-- WHAT IS REQUIRED --
Copy out all the lines in the records that include the word "bikini".
++++ INPUT RECORDS ++++
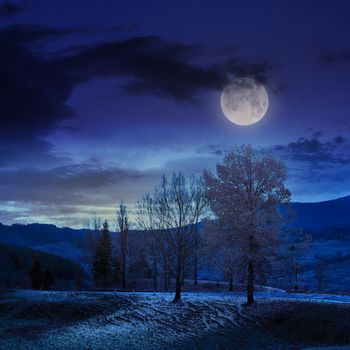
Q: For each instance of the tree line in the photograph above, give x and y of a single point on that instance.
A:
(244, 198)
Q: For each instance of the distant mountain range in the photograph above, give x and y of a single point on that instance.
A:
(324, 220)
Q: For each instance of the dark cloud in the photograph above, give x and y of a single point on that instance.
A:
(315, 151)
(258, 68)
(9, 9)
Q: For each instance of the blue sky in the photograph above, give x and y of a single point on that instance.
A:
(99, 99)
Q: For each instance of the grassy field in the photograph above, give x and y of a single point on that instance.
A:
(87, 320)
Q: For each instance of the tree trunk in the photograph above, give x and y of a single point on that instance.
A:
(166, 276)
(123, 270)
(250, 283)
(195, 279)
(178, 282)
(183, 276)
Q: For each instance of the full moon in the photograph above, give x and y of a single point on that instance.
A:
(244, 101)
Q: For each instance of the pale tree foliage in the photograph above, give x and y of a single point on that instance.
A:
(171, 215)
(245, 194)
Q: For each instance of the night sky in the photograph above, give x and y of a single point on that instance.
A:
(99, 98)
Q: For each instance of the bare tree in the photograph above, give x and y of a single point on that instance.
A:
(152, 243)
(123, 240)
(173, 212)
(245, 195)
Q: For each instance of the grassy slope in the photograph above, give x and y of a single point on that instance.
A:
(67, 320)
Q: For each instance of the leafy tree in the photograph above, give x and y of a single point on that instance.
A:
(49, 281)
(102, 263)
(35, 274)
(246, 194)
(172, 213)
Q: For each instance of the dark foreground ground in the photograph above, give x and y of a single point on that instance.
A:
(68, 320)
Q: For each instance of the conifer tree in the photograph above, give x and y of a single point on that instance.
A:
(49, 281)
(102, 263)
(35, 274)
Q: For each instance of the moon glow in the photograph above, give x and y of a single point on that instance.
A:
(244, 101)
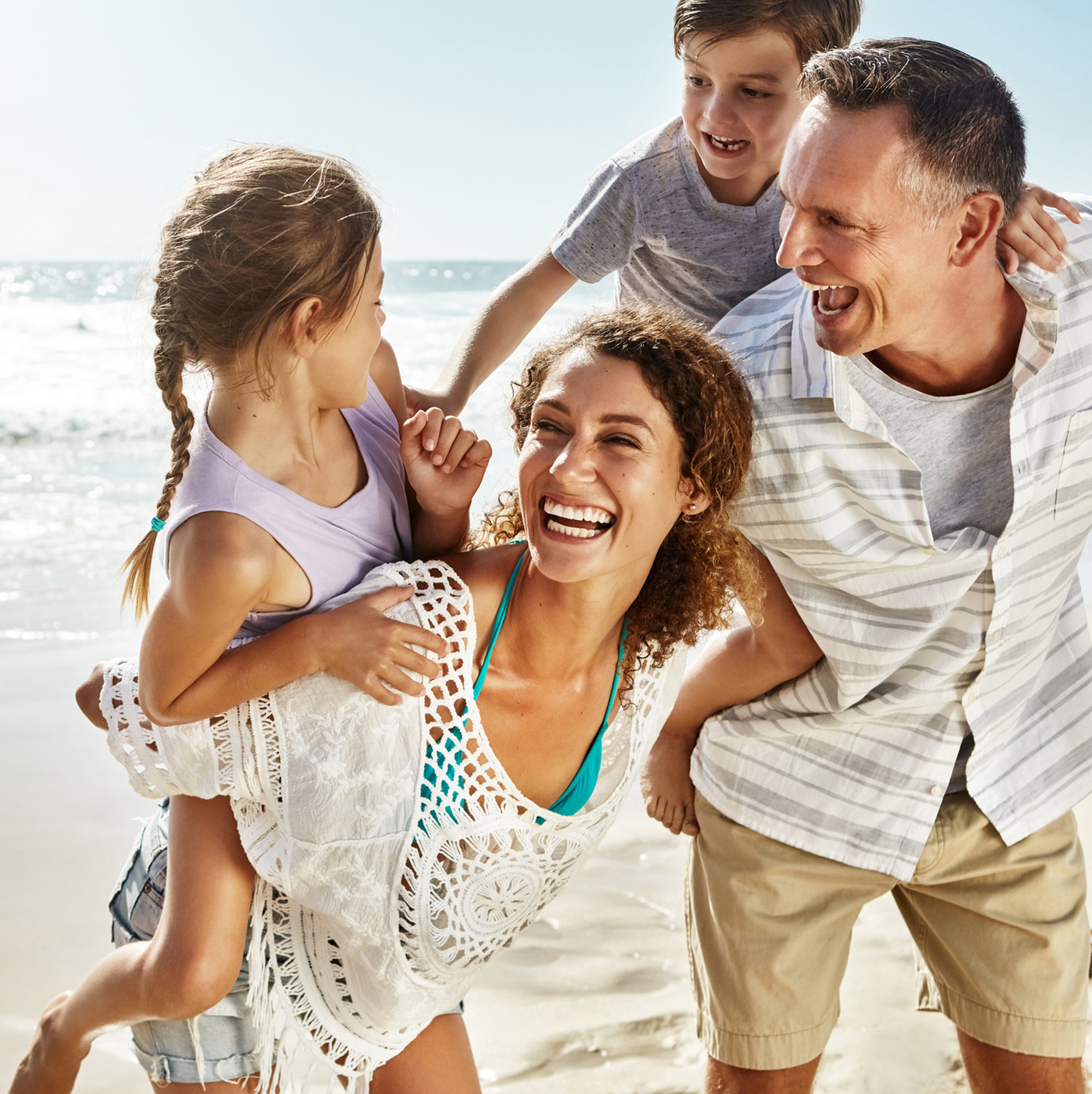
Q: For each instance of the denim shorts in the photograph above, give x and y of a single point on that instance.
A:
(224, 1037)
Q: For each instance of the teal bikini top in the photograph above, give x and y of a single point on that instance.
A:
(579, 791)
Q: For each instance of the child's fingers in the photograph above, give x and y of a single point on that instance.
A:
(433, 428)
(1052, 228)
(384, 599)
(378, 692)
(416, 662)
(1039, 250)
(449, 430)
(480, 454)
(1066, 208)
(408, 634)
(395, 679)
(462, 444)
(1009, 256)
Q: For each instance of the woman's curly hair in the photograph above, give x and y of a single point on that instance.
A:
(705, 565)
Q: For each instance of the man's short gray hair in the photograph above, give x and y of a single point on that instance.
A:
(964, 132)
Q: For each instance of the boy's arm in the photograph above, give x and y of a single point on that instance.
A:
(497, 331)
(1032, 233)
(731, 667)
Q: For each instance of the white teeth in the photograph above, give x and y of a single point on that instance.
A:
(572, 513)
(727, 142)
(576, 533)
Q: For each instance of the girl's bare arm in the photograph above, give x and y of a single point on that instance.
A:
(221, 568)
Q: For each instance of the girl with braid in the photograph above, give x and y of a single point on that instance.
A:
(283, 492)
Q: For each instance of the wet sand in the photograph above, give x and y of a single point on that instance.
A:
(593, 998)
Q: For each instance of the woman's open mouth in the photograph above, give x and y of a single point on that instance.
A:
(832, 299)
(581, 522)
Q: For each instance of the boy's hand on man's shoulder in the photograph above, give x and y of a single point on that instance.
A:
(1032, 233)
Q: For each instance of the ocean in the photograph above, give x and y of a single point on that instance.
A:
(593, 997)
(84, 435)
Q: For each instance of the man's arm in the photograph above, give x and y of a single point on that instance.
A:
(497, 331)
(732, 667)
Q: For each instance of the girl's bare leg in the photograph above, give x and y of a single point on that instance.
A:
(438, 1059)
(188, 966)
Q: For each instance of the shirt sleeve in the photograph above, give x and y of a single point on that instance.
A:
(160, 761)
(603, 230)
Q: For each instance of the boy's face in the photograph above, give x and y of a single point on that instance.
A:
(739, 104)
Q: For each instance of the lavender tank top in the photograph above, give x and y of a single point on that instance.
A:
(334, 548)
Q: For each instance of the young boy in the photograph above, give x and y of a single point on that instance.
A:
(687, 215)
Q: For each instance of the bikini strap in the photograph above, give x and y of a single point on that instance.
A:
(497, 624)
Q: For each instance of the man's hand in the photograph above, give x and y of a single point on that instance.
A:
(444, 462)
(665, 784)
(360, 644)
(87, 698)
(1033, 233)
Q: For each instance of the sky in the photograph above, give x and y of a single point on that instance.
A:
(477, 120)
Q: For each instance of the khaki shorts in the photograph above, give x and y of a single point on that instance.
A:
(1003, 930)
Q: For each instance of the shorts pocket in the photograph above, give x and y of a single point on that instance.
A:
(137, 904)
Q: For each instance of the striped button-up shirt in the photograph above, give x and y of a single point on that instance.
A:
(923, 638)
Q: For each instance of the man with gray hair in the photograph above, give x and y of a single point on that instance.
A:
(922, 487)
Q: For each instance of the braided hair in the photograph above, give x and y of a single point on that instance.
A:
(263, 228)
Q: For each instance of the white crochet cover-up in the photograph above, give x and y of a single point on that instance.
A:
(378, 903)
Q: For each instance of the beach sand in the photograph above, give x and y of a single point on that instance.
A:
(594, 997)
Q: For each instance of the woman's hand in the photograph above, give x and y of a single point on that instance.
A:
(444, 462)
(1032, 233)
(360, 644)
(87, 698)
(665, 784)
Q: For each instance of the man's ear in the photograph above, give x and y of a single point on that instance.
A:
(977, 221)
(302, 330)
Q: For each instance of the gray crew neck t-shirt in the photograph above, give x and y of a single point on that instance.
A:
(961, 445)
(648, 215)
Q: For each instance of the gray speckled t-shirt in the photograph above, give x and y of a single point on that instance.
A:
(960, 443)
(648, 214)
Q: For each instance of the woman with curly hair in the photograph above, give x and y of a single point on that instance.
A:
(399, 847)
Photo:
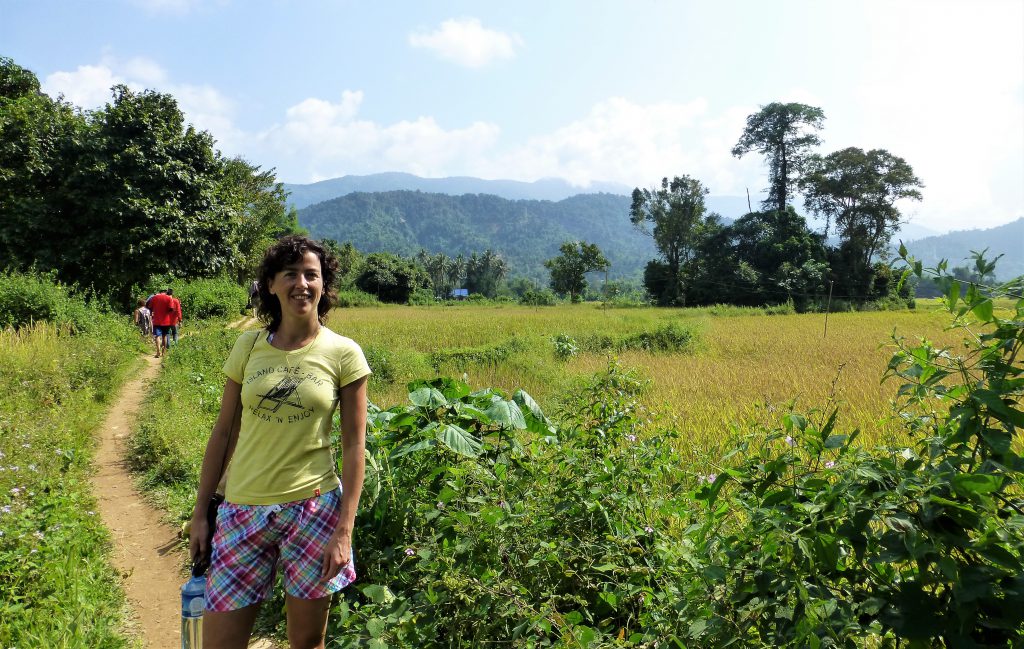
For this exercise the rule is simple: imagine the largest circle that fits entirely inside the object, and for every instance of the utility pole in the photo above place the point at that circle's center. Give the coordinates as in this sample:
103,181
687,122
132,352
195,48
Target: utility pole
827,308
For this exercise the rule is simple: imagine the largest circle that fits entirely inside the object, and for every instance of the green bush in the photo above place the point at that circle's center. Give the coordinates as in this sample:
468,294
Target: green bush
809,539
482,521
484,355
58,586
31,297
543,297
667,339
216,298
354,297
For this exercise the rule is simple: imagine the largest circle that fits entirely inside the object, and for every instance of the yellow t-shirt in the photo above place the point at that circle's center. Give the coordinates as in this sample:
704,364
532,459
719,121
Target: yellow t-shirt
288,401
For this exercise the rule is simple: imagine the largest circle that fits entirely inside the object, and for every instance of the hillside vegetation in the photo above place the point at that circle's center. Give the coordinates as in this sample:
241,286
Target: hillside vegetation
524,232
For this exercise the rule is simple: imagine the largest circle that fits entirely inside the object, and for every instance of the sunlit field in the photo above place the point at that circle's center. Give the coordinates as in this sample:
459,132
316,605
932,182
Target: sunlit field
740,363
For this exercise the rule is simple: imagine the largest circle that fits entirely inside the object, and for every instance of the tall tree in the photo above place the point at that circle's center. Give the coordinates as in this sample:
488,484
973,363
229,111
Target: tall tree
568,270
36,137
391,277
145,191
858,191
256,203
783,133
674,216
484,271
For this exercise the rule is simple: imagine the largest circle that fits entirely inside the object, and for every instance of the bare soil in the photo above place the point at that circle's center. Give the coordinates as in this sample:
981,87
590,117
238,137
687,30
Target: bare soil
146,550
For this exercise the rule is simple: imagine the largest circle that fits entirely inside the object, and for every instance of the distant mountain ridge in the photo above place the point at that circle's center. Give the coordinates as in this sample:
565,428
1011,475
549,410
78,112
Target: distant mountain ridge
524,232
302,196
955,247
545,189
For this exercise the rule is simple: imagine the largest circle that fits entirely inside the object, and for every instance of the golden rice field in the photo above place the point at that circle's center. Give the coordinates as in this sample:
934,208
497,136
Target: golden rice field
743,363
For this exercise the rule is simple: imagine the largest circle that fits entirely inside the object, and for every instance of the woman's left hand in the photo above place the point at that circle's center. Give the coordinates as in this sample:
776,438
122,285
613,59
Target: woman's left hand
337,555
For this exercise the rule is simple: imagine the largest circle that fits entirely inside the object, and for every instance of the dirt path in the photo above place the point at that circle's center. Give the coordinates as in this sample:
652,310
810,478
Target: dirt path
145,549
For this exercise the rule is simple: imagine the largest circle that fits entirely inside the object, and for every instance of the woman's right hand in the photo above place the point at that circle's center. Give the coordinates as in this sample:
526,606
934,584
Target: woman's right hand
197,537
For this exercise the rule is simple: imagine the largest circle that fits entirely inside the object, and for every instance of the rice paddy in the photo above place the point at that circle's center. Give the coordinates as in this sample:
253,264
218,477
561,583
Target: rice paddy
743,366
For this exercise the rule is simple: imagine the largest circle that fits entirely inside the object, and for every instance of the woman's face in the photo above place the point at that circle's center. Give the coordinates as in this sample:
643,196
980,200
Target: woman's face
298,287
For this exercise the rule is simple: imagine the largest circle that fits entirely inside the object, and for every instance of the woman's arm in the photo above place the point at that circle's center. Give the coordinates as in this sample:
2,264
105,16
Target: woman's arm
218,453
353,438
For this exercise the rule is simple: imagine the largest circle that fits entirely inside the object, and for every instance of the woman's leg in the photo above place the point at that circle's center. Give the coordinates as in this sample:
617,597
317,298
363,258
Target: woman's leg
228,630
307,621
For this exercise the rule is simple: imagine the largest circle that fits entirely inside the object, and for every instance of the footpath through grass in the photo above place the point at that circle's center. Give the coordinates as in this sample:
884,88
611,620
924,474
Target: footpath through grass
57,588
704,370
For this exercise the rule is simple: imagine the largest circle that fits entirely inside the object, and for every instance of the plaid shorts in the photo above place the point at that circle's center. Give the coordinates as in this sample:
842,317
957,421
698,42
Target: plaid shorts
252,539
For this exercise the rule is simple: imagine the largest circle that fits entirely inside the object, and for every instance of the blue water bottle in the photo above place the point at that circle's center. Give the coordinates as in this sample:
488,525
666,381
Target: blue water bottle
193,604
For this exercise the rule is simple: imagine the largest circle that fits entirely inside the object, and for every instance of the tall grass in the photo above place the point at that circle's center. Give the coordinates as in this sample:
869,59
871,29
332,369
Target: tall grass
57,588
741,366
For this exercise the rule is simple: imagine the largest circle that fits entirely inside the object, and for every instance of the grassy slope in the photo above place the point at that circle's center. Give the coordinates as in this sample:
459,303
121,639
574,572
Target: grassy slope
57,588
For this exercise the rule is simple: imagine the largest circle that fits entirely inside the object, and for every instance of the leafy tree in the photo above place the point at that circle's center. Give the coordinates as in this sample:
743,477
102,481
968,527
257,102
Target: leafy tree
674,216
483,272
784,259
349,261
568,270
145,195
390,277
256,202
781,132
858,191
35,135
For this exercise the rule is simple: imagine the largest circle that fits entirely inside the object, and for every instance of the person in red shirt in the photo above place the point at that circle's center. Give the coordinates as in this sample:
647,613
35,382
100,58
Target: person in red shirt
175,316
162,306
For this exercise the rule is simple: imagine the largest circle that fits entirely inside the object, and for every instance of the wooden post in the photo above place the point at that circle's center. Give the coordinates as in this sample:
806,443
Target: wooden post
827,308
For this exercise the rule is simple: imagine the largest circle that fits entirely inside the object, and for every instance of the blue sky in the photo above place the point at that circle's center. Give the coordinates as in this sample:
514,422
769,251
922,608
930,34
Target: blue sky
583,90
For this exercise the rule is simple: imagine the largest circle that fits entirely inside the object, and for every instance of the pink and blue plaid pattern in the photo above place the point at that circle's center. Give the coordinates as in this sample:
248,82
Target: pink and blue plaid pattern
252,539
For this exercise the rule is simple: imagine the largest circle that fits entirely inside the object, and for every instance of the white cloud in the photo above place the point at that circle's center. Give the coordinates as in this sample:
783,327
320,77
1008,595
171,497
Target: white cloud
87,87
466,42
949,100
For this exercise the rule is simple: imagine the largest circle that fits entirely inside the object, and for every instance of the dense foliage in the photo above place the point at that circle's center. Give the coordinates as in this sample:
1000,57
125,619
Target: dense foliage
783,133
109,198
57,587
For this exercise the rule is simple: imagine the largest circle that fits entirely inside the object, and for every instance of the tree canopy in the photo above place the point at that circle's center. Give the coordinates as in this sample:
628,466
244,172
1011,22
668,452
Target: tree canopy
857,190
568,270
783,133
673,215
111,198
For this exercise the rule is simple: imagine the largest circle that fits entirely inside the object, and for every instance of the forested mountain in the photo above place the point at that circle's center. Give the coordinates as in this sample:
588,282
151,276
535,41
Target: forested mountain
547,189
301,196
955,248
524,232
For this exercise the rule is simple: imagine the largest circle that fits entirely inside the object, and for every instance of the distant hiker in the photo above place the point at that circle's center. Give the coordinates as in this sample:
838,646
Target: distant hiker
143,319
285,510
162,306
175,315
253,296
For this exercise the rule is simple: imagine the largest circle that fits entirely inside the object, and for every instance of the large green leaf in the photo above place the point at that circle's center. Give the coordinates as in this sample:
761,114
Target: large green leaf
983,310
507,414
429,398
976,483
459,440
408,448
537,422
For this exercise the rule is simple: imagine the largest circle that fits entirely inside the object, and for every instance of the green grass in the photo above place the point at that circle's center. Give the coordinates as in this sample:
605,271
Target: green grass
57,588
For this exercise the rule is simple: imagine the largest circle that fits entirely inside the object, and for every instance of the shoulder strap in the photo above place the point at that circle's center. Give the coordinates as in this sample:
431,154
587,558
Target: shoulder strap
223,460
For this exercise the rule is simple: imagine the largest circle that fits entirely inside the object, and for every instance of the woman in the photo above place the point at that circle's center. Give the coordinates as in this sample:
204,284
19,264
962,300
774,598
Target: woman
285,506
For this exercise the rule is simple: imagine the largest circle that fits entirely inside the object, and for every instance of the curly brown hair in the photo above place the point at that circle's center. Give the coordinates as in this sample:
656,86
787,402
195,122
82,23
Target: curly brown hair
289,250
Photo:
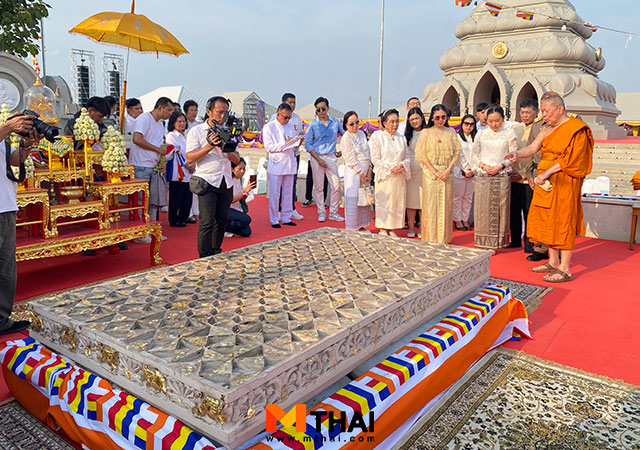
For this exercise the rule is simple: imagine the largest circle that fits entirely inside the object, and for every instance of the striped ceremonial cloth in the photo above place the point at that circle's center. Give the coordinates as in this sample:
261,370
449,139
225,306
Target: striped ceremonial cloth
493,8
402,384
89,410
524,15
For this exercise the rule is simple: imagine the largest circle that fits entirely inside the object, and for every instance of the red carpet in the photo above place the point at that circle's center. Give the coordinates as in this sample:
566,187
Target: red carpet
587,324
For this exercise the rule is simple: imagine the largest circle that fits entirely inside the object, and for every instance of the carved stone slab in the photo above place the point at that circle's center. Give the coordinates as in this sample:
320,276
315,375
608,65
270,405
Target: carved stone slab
++++
-- WRITTEN ANSWER --
Q: For each instance of the teal bikini top in the photograph above, give x and y of a single point on that instance.
Q: For each instance of the bikini strap in the photograph above, give x and y of a single point on that instance.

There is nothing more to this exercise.